[start]

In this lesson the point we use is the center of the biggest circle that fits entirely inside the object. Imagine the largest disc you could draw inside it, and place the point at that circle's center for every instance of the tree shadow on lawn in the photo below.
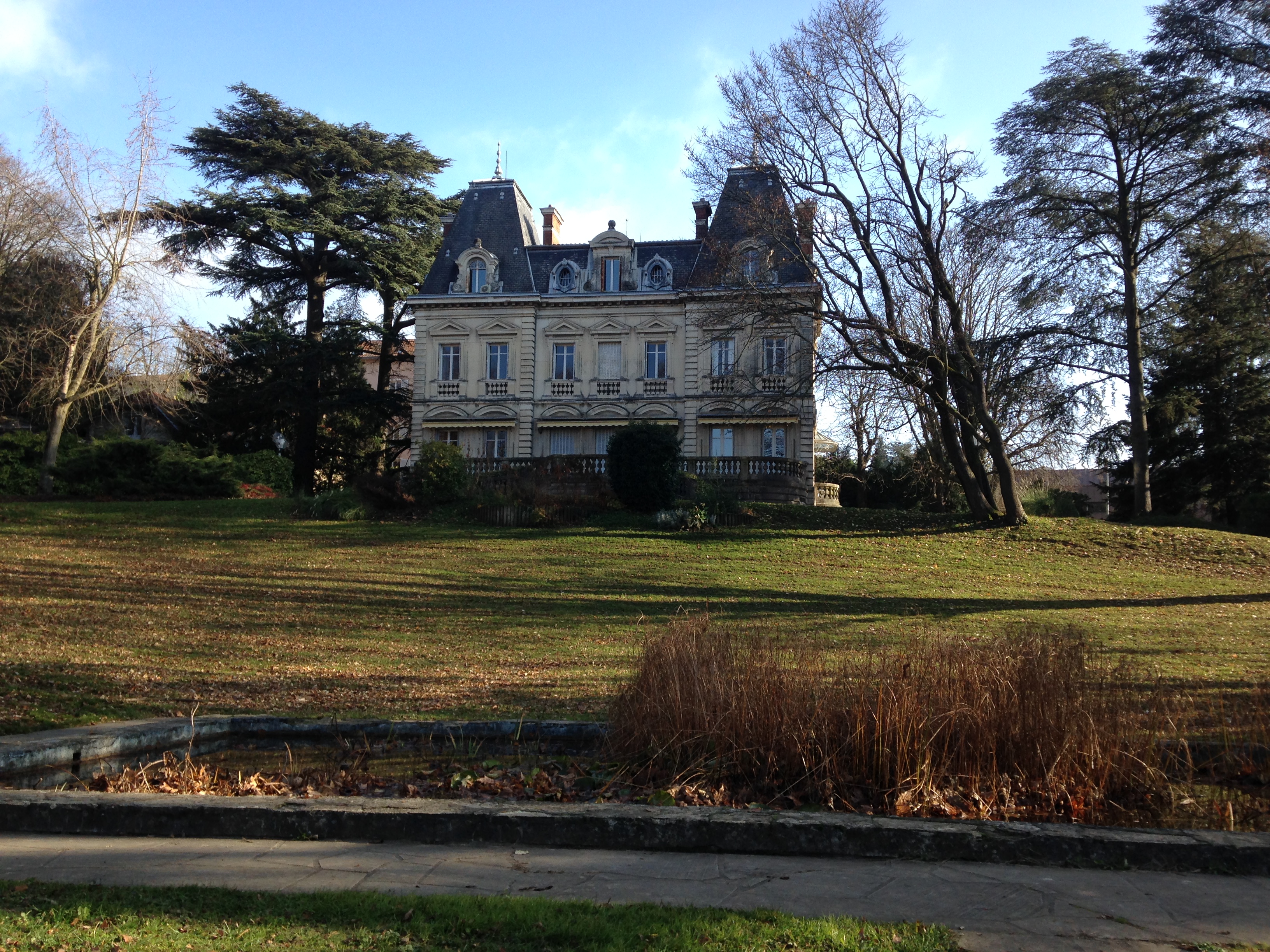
(372, 598)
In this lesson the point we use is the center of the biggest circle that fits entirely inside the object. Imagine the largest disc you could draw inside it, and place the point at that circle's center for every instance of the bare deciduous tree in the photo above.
(112, 327)
(830, 112)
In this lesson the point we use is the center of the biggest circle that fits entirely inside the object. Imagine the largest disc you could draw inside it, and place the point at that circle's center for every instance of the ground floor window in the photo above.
(496, 445)
(774, 442)
(721, 441)
(562, 443)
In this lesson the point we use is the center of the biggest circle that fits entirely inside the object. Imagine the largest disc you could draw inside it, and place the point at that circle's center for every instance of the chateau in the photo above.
(530, 347)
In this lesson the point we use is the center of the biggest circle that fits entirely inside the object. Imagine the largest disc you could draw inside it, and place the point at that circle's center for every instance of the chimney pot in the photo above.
(552, 224)
(703, 212)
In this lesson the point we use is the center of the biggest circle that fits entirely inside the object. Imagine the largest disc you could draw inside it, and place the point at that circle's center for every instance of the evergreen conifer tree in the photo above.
(290, 212)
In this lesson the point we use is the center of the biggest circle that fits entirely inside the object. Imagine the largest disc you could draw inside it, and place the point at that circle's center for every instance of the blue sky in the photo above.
(592, 102)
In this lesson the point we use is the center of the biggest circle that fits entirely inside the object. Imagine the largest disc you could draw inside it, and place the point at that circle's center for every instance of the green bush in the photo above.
(144, 469)
(265, 467)
(437, 475)
(644, 466)
(719, 498)
(1056, 503)
(21, 455)
(1255, 513)
(340, 504)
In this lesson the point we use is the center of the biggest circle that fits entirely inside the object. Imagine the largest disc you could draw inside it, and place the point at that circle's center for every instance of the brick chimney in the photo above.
(703, 211)
(552, 224)
(804, 214)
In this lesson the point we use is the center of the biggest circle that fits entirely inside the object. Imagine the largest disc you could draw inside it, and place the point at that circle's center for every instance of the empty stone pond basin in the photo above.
(557, 761)
(268, 756)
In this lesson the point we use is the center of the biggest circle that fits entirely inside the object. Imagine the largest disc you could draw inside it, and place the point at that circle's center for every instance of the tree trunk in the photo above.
(56, 426)
(1138, 445)
(388, 340)
(305, 460)
(981, 506)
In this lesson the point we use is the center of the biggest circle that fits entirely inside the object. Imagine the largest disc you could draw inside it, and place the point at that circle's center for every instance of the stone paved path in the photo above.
(995, 908)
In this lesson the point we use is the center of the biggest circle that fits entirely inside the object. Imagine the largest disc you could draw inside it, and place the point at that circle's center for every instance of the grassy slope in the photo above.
(50, 917)
(131, 610)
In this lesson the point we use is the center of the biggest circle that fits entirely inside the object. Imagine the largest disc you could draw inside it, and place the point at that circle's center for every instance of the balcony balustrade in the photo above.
(742, 466)
(723, 385)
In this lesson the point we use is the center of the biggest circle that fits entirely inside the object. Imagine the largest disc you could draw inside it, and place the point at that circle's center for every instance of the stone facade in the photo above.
(534, 350)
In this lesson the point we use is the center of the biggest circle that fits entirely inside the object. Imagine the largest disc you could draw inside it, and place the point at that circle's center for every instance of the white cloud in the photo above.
(31, 45)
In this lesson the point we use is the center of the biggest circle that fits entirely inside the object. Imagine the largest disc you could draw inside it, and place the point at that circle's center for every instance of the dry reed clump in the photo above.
(1029, 724)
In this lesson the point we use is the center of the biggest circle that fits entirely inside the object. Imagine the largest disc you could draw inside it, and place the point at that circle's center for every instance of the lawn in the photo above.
(129, 610)
(79, 918)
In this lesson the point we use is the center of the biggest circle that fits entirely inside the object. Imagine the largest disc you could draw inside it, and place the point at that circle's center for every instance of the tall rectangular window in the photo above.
(496, 445)
(723, 357)
(497, 369)
(612, 275)
(774, 443)
(610, 360)
(563, 362)
(654, 361)
(450, 362)
(562, 443)
(721, 441)
(775, 351)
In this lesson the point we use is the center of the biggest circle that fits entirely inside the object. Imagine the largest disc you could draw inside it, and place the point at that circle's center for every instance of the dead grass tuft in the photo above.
(1032, 724)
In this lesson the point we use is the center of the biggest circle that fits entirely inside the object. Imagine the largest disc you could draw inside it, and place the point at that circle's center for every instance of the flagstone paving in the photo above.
(994, 908)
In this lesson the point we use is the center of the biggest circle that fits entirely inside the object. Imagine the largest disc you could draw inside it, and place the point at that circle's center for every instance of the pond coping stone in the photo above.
(634, 827)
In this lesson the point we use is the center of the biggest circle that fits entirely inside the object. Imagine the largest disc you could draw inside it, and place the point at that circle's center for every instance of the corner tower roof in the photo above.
(497, 212)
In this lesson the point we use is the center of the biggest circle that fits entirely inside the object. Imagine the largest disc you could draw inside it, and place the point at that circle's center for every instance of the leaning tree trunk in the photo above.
(56, 427)
(388, 340)
(1138, 443)
(309, 418)
(981, 506)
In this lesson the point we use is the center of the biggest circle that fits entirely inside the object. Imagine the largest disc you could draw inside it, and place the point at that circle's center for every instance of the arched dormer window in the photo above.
(478, 272)
(754, 262)
(564, 278)
(658, 275)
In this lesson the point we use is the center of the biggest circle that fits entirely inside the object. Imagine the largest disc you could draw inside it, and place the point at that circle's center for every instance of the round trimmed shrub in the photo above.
(439, 474)
(644, 466)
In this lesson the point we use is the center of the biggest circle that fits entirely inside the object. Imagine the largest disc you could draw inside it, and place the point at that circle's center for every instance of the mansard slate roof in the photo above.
(497, 212)
(752, 205)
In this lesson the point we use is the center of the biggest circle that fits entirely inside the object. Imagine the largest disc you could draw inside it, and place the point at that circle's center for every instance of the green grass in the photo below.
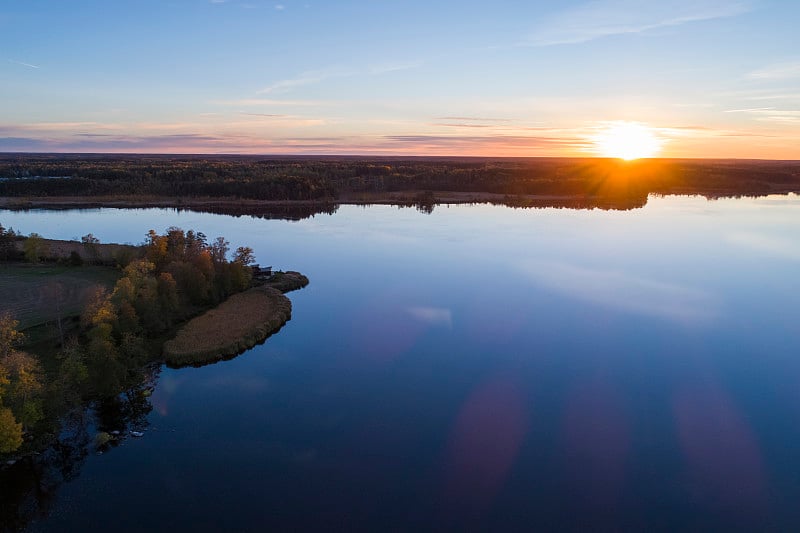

[end]

TASK GOAL. Convert every line of the rows above into a JSON list of strings, one string per line, leaving out blank lines. Omit the pictures from your answer.

EXERCISE RESULT.
[
  "In this lesson the point we use is the center of the biggest circle that fits entirely inside the object. Imagine the largest disc you could draw inside it, and place the point at that circle's center for every instance of the tree shadow on lawn in the photo below.",
  "(372, 598)",
  "In this lesson the point we use is the center of the biggest circle that fits entirely inside the object. Imagine the largest disc you could draw inside it, and place the point at that circle's center for every instance of the bare deciduous tree in the photo above.",
  "(112, 327)",
  "(830, 112)",
  "In this lesson the point we use is the center of the biggest circle that fits entirely inside the object. Imagine the largest disc you could draw inside it, and place the point at that circle's center for every instance of the ground floor window in the photo above.",
  "(496, 445)",
  "(774, 442)",
  "(721, 441)",
  "(562, 443)",
  "In this lesson the point we use is the center of the biggest circle that fits entirely inside the object. Imagine the largest disc you could draw inside it, and place the point at that circle's center for every instance of the chateau in the photo above.",
  "(530, 347)",
  "In this lesson the point we use is the center of the biggest circle that fits entirely inside the object. Imagine the largest disc you could draw inside it, and place the point at that circle's center for every instance of the chimney pot in the photo above.",
  "(552, 224)",
  "(703, 212)",
  "In this lesson the point we use is the center of the biggest circle that fits entirely inside the object. Imagine the largest disc you could draw inside it, and place the point at that circle's center for every instance of the evergreen conifer tree in the photo above.",
  "(290, 212)",
  "In this lesson the point we use is the center of the biggest circle that fits entirely inside the object. Imagine the largest disc you could draw inside it, and place the point at that circle's center for every instance of the blue sky in the photo above.",
  "(592, 102)",
  "In this lesson the point we use is the center of the biggest circle that fits entirely inside the object. Imagine the largest disc you could draw inside it, and place the point at that circle's center for every instance of the green bush in the photo above.",
  "(144, 469)",
  "(265, 467)",
  "(437, 475)",
  "(644, 466)",
  "(719, 498)",
  "(1056, 503)",
  "(21, 455)",
  "(1255, 513)",
  "(340, 504)",
  "In this lesson the point we use is the center of the biggest circle that fits entirely inside the object. Imagine the largest disc you could draw inside it, and place the point at that circle's center for every instance of the brick chimney in the photo above.",
  "(703, 211)",
  "(552, 224)",
  "(804, 214)",
  "In this lesson the point we use is the center of the biggest circle that fits entirely inside the object. Imagine the largest disc you could draw inside it, and place the point at that circle's center for every instance of the empty stone pond basin in the photo above.",
  "(557, 761)",
  "(268, 756)",
  "In this lesson the point we use is the center of the biggest circle that fits entirely inside the object. Imagine the largest disc you could draw inside it, and place the point at that circle's center for every instance of the tree trunk in the photo above.",
  "(56, 426)",
  "(1138, 445)",
  "(388, 340)",
  "(305, 460)",
  "(981, 506)",
  "In this lesson the point we use is the center of the biggest circle that fits entirely inside the object. Imagine the largest disc you could draw inside it, and place the point at that circle's center for every instance of the stone paved path in the photo above.",
  "(995, 908)",
  "In this lesson the point we use is the center of the biggest circle that fits entirely inside the object. Imagine the largest disc you could draw inside it, and place the point at that circle's center for every instance of the grassy slope in the photo above.",
  "(50, 917)",
  "(131, 610)",
  "In this lesson the point we use is the center of the biggest circle that fits entirely inside the object. Imagine the largest disc you could draw inside it, and place the point at that circle's center for every instance of the balcony balustrade in the photo above.",
  "(742, 466)",
  "(723, 385)",
  "In this lesson the point we use is the center of the biggest circle that fits entirely inside the object. Imagine the largest disc you could draw inside it, and place the point at that circle's center for every instance of the stone facade in the photo above.",
  "(534, 350)",
  "In this lesson the point we use is the center of the biggest circle that fits entirely inside the object. Imagine the largest disc you could draw inside it, and place the point at that circle's center for every instance of the white cloud in the photo above.",
  "(31, 45)",
  "In this lesson the point we use is the center of the biggest circle that fits entirely inside the object. Imagine the largest disc you could draw inside it, and place the point at that circle's center for every instance of the dry reed clump in the photo above.",
  "(1029, 724)",
  "In this lesson the point we use is the center of the biggest circle that fits entirely inside the object. Imagine the largest disc you could draw inside it, and place the point at that circle's center for every instance of the lawn in the photo above.",
  "(129, 610)",
  "(79, 918)",
  "In this lesson the point we use is the center of the biggest circle that fits entirely inside the object. Imagine the largest disc you could draw inside it, and place the point at that circle's center for every instance of the tall rectangular window in the photo above.",
  "(496, 445)",
  "(723, 357)",
  "(497, 369)",
  "(612, 275)",
  "(774, 443)",
  "(610, 360)",
  "(563, 362)",
  "(654, 361)",
  "(450, 362)",
  "(562, 443)",
  "(721, 441)",
  "(775, 351)",
  "In this lesson the point we use is the center of the biggest circle that fits entirely inside the object. Imagine the largest disc you could draw inside it, and place the point at that circle's center for every instance of the dead grass tuft in the photo above.",
  "(1032, 724)",
  "In this lesson the point we use is the center of the biggest circle that fits entirely inside the object. Imagine the largest disc you could draw inside it, and place the point at that circle's center for every instance of the flagstone paving in the photo above.",
  "(994, 908)",
  "In this lesson the point we use is the center of the biggest circle that fits entirely inside the object. Imagine the largest disc you could draw inside it, and place the point at that circle's center for every instance of the pond coping stone in the photo above.",
  "(634, 827)",
  "In this lesson the point we use is the center of the biggest circle that fits entirely inside the object. Imagine the largest disc you could draw inside it, and place the point at that circle's center for every instance of the corner tower roof in the photo above.",
  "(497, 212)",
  "In this lesson the point we use is the center of the biggest circle that fits entirely inside the object. Imagine the largest disc you could draw inside it, and place the point at that circle's center for every instance of the leaning tree trunk in the photo above.",
  "(56, 427)",
  "(388, 340)",
  "(1138, 443)",
  "(309, 418)",
  "(981, 506)",
  "In this lesson the point we use is the center of the biggest circle that fits entirely inside the object. Imagine the largest disc you could draw inside it, and place the point at that circle's center for every instance of the arched dormer window in the photo above.",
  "(478, 272)",
  "(754, 262)",
  "(564, 278)",
  "(658, 275)",
  "In this lesson the point we use is the center of the biggest circle that fits entirely inside the object. Imagine the largest disc you could draw inside it, and place the point at that circle's center for every instance of the round trimmed shrub in the photo above.",
  "(439, 474)",
  "(644, 466)",
  "In this lesson the point we use is the center of the biggest circle that fits entirely inside the object. Imagine the largest disc you could draw inside it, and place the point at that circle's center for every instance of the mansard slate roof in the photo above.",
  "(497, 212)",
  "(752, 205)",
  "In this lesson the point we use is the center of the biggest circle that fits entirely inside the object. Imagine the largest disc you could draw inside it, and place the point at that circle's center for every instance of the green grass in the photo below."
]